# [Supplied information]
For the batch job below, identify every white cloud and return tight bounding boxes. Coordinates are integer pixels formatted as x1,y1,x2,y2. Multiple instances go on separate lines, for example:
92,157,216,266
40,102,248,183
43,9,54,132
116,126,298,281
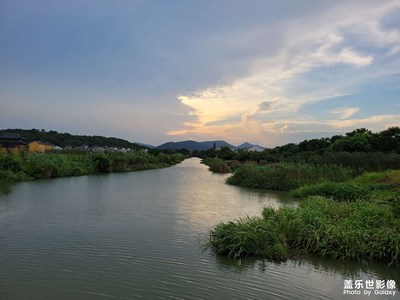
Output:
166,1,400,145
329,107,360,119
328,114,400,129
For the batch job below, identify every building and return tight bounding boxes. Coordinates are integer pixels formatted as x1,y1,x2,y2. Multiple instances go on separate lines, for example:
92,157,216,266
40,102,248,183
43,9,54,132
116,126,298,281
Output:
0,133,27,153
29,141,55,152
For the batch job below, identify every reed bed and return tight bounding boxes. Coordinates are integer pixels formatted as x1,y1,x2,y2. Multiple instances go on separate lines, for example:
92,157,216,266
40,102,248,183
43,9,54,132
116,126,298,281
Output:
208,196,400,266
202,158,232,173
291,182,368,201
226,163,354,191
0,151,185,182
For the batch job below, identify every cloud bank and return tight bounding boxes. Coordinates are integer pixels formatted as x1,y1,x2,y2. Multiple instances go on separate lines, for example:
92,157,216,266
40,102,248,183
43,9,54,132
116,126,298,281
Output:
169,1,400,146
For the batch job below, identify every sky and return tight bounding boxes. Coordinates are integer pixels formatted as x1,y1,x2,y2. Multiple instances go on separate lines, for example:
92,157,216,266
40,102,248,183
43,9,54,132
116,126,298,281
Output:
1,0,399,147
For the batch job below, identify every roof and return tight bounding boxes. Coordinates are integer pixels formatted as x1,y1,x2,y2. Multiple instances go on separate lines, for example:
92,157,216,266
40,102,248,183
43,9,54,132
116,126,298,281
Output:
0,133,26,141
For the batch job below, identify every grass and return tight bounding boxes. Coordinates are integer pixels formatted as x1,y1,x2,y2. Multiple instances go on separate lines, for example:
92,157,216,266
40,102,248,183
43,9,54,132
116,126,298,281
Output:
0,151,186,183
226,163,354,191
291,182,369,201
208,196,400,266
352,170,400,188
209,170,400,266
291,170,400,209
202,158,232,173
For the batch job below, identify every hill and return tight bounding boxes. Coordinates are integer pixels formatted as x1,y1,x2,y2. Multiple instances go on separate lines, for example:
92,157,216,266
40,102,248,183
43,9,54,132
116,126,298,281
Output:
201,140,236,149
157,140,209,151
237,142,254,149
0,129,143,149
237,142,266,151
157,140,237,151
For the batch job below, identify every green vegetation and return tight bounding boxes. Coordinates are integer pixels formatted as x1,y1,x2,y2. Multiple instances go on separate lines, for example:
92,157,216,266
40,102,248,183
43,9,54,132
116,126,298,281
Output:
0,128,143,149
202,158,231,173
197,127,400,175
208,196,400,266
226,163,354,191
206,129,400,265
291,182,368,201
0,151,185,182
209,170,400,265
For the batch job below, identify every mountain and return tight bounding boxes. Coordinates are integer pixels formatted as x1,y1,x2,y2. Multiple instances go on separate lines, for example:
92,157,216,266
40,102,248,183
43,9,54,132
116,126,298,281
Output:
157,140,236,151
237,142,254,149
136,142,155,148
237,142,266,152
201,140,236,149
157,140,209,151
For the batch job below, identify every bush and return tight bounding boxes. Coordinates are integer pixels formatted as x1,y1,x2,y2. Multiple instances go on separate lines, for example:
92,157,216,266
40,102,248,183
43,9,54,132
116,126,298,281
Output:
91,153,111,173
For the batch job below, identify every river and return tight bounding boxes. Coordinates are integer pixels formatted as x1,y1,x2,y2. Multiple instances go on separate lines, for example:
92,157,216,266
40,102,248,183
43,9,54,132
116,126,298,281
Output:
0,158,399,299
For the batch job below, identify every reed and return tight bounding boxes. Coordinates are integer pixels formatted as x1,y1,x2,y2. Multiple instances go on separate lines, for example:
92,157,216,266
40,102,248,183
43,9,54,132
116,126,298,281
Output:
202,158,232,173
291,182,368,201
226,163,353,191
208,196,400,266
0,151,186,182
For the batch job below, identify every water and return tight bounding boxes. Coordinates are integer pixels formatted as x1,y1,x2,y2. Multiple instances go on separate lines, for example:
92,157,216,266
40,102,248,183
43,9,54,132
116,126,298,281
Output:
0,158,398,299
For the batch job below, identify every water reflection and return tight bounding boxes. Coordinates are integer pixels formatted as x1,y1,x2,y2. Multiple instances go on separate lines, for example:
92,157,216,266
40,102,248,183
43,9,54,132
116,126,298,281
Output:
0,158,399,300
213,255,400,299
0,182,12,196
173,158,297,230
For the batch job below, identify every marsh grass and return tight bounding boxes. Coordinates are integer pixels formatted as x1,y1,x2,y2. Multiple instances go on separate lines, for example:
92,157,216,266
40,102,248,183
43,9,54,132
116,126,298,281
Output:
291,170,400,203
226,163,353,191
202,158,232,173
0,151,185,182
208,197,400,266
291,182,368,201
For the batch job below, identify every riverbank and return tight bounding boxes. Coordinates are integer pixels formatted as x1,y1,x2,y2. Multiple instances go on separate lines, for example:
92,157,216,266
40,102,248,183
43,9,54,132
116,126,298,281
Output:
0,151,186,183
3,157,395,300
208,170,400,266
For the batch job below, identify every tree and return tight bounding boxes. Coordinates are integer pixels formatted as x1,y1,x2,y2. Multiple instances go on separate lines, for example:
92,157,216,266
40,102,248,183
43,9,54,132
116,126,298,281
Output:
346,128,371,137
218,146,236,160
330,134,372,152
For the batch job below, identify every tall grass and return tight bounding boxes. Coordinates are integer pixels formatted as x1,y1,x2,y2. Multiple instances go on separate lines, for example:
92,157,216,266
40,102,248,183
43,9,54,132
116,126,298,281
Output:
291,182,368,201
308,152,400,172
226,163,354,191
291,170,400,202
202,158,232,173
208,196,400,266
0,151,185,182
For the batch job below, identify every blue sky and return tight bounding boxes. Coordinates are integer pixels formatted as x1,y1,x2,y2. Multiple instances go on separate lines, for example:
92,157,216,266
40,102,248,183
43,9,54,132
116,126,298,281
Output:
1,0,399,146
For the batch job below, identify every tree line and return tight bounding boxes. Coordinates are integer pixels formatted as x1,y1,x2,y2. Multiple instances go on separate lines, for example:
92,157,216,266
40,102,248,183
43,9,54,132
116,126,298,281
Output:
0,128,143,149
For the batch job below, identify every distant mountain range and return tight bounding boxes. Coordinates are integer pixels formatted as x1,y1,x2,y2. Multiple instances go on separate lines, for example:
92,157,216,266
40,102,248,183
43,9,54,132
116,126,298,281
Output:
1,128,266,152
156,140,265,152
136,142,155,148
237,142,254,149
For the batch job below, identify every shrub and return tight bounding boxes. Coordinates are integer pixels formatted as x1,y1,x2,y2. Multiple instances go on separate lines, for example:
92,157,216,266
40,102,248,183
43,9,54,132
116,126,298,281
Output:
91,153,111,173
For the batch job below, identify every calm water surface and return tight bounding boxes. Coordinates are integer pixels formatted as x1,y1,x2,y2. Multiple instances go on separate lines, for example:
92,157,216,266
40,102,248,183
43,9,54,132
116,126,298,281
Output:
0,158,399,300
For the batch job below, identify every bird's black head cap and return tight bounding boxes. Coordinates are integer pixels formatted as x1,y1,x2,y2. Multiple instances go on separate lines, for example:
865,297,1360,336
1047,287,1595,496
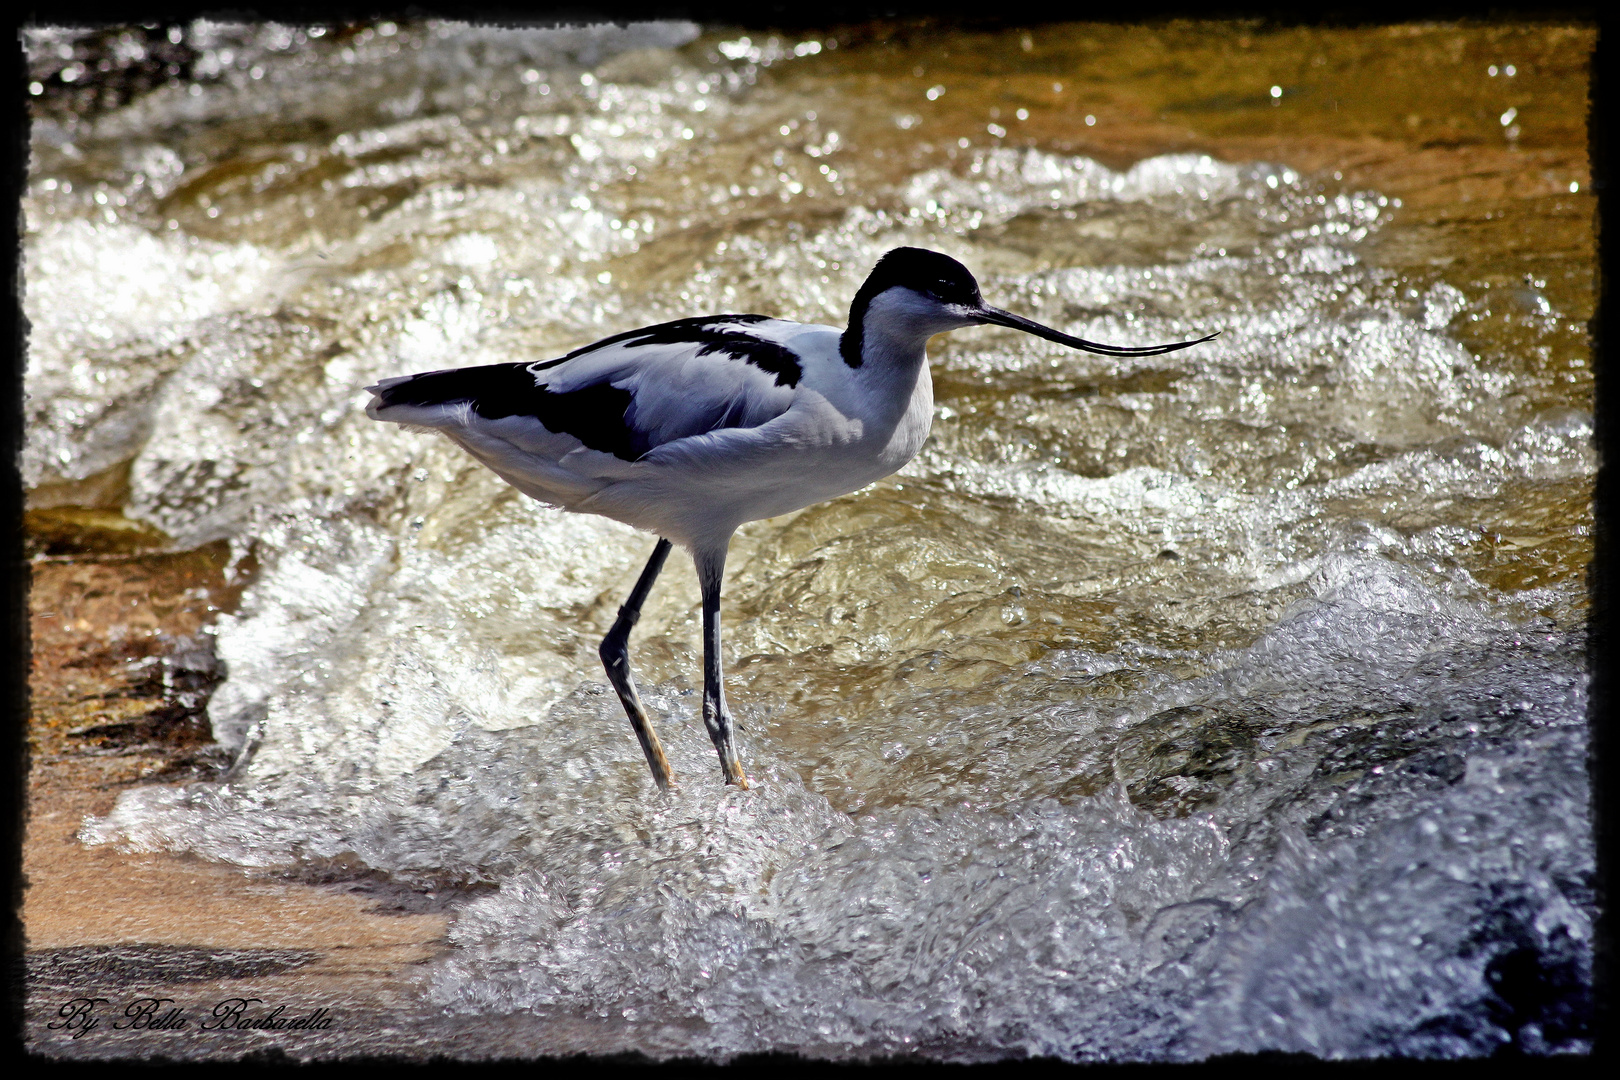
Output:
840,247,982,367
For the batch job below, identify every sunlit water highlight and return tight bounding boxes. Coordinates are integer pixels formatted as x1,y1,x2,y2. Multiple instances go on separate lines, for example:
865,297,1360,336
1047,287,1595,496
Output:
26,20,1592,1060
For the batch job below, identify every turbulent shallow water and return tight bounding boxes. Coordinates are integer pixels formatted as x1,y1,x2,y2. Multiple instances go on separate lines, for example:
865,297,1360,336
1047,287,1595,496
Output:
27,20,1594,1060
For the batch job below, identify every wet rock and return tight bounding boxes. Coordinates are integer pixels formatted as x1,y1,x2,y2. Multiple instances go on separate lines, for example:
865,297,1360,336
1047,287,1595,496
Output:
29,945,320,996
25,507,171,558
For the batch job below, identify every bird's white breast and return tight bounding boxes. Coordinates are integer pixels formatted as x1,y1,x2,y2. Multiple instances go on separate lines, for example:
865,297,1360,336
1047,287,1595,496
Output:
747,320,935,496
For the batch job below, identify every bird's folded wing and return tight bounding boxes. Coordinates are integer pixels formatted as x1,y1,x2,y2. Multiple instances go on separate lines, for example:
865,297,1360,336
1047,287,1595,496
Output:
365,315,803,465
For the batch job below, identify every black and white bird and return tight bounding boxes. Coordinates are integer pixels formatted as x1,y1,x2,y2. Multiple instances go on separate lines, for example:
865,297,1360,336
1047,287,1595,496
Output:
367,247,1215,792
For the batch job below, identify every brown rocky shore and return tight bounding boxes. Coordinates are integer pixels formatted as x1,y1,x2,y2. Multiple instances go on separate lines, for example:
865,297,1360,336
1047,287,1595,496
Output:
22,511,455,1058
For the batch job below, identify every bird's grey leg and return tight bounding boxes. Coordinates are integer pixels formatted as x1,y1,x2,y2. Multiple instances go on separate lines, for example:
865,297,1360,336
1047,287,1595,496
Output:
599,538,676,791
696,547,750,788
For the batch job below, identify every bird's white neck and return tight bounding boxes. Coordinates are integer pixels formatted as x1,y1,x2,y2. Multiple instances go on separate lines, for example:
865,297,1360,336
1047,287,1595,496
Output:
841,294,936,414
821,291,943,460
847,286,973,365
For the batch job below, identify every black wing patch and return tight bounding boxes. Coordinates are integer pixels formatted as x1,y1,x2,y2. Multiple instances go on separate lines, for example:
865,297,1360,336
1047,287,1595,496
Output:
540,314,803,388
375,315,802,462
375,363,640,460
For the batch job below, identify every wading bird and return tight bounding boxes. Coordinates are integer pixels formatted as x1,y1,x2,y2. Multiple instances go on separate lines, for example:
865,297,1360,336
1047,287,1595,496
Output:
367,247,1215,791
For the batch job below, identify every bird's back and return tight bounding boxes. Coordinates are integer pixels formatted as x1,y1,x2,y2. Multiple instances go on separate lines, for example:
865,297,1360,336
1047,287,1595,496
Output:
366,314,830,516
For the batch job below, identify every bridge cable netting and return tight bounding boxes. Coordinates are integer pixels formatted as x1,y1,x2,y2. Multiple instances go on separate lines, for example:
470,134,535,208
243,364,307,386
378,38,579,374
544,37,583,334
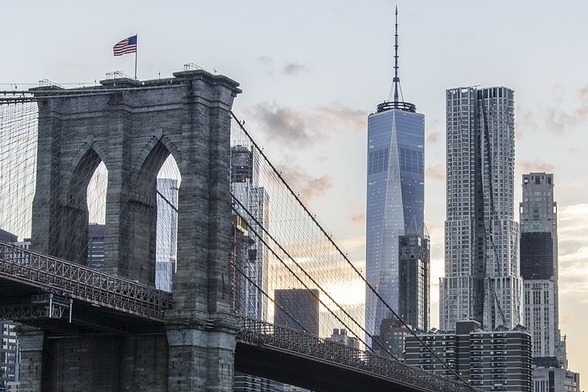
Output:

# [Work item]
Pick out each line in the material containing "black".

# [Answer space]
For the batch job below, identify every bird's black head cap and return tight bounding boxes. Coordinates are integer pixels formatted as x1,y1,x2,y2. Multiple instances go on separate lines, for example:
For the batch job below, identify every black and white bird and return tight bounding boxes. Coordinates are integer pixels formatted as x1,y1,x2,y2. Multiple instances go on separate lines, for example:
For the batch job below, identify every black wing patch and return tight bounding boxes. Coordinates are integer pixels formatted as x1,y1,x2,y2. Multiple instances go on separate lines, for example:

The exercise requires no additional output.